State, as a bare number, how many lines below contain "blue".

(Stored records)
▬▬▬▬▬▬

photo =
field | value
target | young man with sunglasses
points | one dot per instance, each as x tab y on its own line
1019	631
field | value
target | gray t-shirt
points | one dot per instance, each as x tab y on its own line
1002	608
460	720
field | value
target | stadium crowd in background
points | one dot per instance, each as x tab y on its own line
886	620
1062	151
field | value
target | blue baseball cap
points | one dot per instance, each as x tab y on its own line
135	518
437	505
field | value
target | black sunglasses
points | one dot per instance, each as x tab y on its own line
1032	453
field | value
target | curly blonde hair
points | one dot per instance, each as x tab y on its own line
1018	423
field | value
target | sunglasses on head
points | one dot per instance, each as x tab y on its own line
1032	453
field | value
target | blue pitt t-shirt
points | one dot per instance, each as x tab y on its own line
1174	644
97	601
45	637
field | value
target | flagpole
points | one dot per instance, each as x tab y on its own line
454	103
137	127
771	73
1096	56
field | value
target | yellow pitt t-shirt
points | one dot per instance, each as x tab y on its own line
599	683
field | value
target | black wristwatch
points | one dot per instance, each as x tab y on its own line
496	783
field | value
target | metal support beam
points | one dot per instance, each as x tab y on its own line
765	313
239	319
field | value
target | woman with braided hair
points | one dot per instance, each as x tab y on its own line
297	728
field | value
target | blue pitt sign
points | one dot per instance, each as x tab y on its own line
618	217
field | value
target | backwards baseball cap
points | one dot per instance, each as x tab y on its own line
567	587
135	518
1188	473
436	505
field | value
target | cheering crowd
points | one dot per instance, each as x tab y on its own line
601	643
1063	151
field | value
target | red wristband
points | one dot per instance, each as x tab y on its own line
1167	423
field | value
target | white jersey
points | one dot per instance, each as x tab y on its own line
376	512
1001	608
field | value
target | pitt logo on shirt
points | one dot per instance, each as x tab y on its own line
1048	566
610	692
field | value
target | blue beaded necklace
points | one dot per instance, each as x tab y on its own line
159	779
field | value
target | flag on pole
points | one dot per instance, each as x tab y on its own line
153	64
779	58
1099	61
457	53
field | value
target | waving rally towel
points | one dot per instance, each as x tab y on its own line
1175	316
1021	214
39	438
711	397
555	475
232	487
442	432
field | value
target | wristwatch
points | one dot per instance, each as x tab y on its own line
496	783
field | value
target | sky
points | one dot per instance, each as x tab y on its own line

▬▬▬▬▬▬

Answer box: 4